Criterion C2 — Structural Plausibility
Section titled “Criterion C2 — Structural Plausibility”| Validity type | Construct |
| Pass condition | Circuit components are at the layers and positions theory predicts, with weight-space signatures consistent with the claimed computational role |
| Evidence family | Structural (weight-space) |
| Minimum reporting | Layer/position of each component; relevant weight-space metric with value; comparison to null (random same-layer heads) |
| Common failure mode | Reporting only ablation results; never checking whether nominated heads have the right structural properties |
What this criterion requires
Section titled “What this criterion requires”Structural plausibility asks: if this component were doing what the circuit claim says, what would its weights look like — and do they?
Satisfied when:
- Layer and position are theoretically expected. Name-mover heads should be late-layer (layers 9–11 in GPT-2 Small). S-inhibition heads should attend to the subject token. An SVA MLP should be downstream of primary syntactic integration heads.
- Weight-space signatures are consistent. A copying head should have low-rank W_OV (near rank-1, singular value gap ≥ 0.8). An induction head should have predictable W_QK structure. An SVA head should have W_in directions geometrically close to the number-information subspace.
- The signature is specific to nominated components — not just any same-layer head.

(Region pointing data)
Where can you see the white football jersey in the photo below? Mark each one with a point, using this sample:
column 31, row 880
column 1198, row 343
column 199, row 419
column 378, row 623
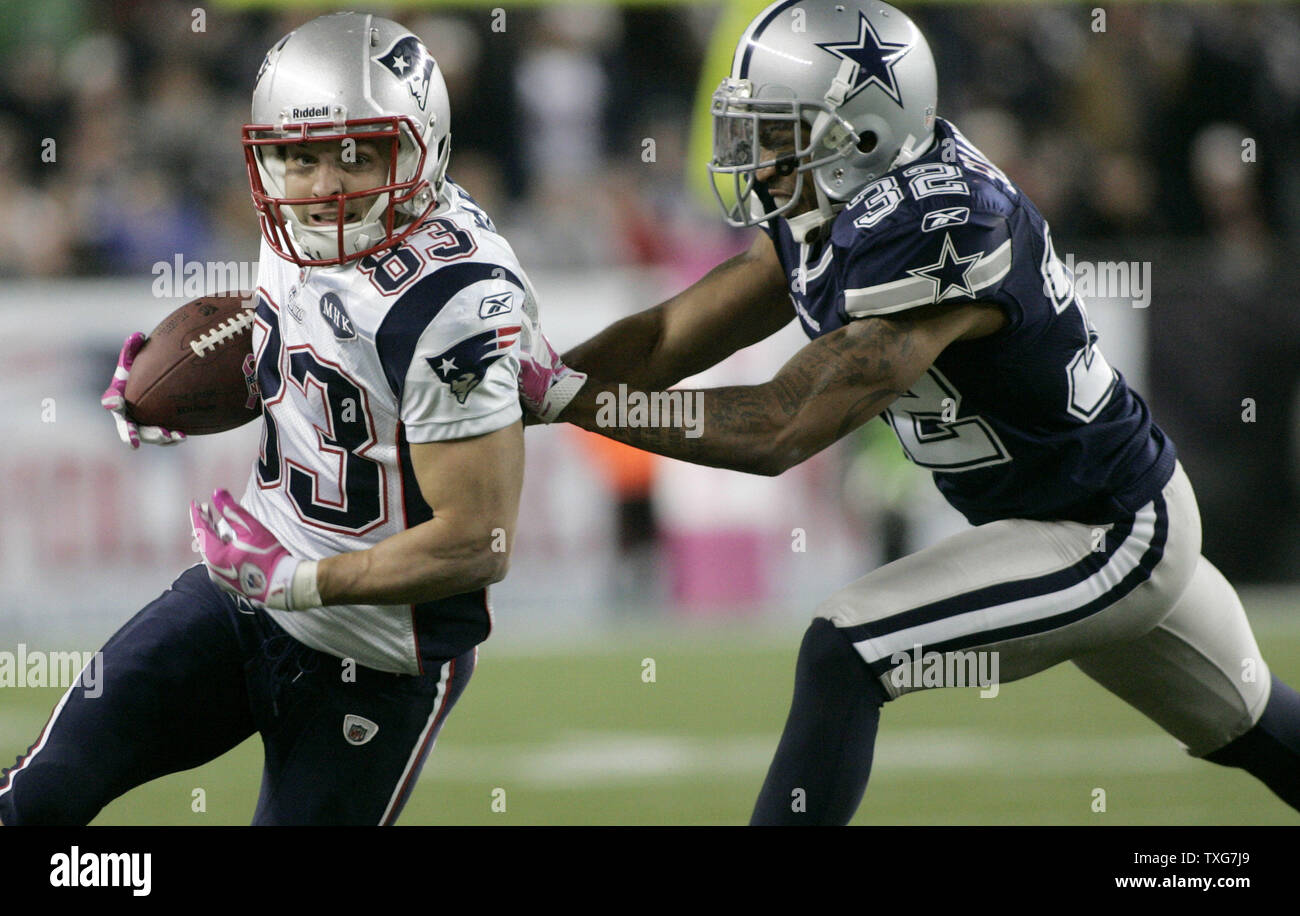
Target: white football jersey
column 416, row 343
* * *
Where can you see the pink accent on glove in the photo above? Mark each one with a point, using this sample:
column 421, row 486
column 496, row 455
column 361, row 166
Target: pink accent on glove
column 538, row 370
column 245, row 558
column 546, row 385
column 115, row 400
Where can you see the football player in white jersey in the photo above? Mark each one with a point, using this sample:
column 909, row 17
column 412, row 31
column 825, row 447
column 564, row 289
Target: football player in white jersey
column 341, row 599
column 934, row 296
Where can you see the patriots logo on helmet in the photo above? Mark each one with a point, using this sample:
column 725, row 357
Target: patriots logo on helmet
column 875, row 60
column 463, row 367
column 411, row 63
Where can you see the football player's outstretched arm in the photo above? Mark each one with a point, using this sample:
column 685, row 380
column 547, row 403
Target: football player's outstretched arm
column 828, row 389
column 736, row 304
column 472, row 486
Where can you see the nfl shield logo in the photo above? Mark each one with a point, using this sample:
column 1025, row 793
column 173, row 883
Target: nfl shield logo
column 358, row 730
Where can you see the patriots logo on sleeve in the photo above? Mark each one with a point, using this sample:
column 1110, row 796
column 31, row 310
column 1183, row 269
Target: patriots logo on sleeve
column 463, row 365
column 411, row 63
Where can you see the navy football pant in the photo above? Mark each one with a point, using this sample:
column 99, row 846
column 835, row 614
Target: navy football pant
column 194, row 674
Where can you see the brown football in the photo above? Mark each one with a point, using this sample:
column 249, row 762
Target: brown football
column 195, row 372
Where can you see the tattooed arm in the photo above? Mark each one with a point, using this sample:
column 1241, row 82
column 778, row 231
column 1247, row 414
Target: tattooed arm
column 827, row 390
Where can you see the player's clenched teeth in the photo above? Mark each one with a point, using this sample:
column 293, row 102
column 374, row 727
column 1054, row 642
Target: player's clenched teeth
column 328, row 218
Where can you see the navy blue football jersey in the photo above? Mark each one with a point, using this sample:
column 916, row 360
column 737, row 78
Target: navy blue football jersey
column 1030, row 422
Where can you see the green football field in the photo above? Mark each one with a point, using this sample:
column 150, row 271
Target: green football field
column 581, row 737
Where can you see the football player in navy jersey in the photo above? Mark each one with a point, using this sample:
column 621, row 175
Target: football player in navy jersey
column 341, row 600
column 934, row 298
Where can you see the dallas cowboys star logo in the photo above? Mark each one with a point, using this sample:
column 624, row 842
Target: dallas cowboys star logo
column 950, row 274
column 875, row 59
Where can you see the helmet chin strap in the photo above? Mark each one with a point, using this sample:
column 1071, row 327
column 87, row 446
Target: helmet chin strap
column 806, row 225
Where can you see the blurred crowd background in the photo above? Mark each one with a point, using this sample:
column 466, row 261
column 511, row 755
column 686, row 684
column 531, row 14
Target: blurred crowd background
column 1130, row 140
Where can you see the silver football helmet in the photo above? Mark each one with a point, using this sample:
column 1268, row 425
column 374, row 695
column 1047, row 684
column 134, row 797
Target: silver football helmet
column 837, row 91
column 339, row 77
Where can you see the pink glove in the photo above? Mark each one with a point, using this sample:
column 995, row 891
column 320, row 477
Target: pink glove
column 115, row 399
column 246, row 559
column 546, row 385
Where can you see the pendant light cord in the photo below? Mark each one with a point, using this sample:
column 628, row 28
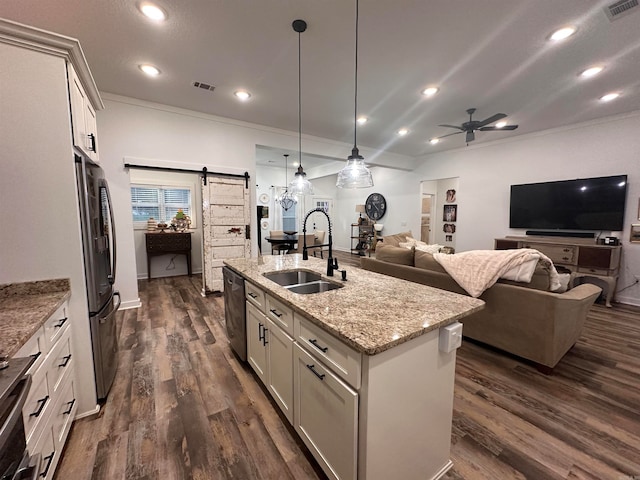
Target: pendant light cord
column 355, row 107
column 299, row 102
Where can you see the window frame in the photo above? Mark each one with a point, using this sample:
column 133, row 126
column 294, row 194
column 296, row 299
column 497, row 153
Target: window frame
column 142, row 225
--
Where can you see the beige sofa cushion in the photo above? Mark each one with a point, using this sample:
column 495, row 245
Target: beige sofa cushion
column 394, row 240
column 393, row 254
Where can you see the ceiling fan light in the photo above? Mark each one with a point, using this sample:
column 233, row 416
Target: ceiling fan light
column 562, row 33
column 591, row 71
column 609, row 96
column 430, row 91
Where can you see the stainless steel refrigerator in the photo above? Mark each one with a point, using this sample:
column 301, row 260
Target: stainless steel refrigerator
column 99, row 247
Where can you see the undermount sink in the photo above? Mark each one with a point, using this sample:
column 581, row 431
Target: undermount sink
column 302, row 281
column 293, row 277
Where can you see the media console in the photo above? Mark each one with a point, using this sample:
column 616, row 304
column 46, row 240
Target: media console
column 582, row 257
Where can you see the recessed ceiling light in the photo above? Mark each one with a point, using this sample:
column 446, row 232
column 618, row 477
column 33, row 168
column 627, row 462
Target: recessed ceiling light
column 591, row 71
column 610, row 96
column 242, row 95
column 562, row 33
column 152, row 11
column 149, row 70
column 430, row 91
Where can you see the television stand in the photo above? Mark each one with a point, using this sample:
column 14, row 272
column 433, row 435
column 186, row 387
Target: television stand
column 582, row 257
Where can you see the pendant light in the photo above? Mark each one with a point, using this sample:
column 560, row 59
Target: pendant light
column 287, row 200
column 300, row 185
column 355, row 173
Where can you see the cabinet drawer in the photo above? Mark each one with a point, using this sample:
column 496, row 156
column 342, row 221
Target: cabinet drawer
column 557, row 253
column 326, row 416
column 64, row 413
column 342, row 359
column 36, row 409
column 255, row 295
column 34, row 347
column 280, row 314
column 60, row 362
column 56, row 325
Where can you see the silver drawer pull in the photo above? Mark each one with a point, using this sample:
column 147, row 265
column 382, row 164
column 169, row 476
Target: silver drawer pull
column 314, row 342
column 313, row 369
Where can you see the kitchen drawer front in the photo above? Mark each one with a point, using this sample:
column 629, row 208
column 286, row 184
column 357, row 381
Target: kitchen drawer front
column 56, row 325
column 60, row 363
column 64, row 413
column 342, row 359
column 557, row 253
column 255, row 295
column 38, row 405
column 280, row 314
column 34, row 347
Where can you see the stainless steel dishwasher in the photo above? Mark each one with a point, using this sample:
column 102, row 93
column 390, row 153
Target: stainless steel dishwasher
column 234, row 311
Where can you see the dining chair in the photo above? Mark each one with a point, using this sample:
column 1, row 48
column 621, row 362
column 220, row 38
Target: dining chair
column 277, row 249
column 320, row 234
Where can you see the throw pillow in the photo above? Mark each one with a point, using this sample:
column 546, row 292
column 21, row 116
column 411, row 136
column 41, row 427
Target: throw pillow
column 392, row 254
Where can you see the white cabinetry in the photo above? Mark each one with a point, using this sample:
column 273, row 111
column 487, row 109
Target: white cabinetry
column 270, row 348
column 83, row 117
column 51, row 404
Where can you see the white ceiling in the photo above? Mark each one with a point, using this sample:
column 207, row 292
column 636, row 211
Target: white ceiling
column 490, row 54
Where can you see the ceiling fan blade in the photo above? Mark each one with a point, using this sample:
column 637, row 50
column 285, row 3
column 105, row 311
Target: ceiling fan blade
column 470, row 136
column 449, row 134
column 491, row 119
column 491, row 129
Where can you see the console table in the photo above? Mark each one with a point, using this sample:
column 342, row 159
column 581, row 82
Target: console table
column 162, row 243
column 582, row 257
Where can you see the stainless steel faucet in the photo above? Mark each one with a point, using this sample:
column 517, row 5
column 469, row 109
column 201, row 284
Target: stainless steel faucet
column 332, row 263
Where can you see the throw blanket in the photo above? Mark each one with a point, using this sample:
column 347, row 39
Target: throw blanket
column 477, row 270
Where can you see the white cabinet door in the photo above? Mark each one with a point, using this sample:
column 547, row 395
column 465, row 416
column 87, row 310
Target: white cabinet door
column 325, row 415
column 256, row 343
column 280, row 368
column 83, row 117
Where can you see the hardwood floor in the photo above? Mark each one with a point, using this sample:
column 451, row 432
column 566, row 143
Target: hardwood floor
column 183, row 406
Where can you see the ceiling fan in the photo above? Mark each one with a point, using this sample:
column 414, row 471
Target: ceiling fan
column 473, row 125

• PROBLEM SET
1) In the structural plausibility text, turn the paragraph beginning "Weight-space signatures are consistent" into a short bulleted list that keeps its main facts.
2) Continue the structural plausibility text, picking up after its last point about the signature being specific to nominated components.

• TASK ANSWERS
1)
- Weight-space signatures must be consistent with the claimed role.
- Copying head: low-rank W_OV, near rank-1, singular value gap ≥ 0.8.
- Induction head: predictable W_QK structure.
- SVA head: W_in directions geometrically close to the number-information subspace.

2)
This project’s results
Section titled “This project’s results”- An SAE direction aligned at cos = 0.82 with L8H6 W_OV — consistent with an output-writing role in IOI. This is a structural plausibility result, not a causal result.
- Another direction aligned at cos = 0.72 with L3H0 — consistent with an early syntactic role.
These findings satisfy structural plausibility for the IOI circuit claim (Finding 25). They do not establish causation; they make the construct coherent.
Primary instruments
Section titled “Primary instruments”- B01 SpectralSVD: spectral gap of W_OV for copying/inhibition heads
- B02 OVQK analysis: eigenvalue analysis for attention pattern detection
- B03 Weight alignment: cosine similarity of W_dec directions to known-circuit templates
- B07 Effective rank: participation ratio of W matrices per head
- B08 Template distance: Frobenius distance to known-circuit W_OV templates
Minimum reporting rule
Section titled “Minimum reporting rule”For each component: layer/position + why theoretically expected + one weight-space metric + comparison to null. If a component is at an unexpected layer or has an unexpected signature, this must be noted — not silently omitted.
Common failures
Section titled “Common failures”Ablation-only circuit discovery: Component added because ablating it degrades performance, with no check of whether its weights are consistent with the claimed role.
Layer anomalies ignored: A circuit method nominates a very early-layer head for a late-stage role without explanation.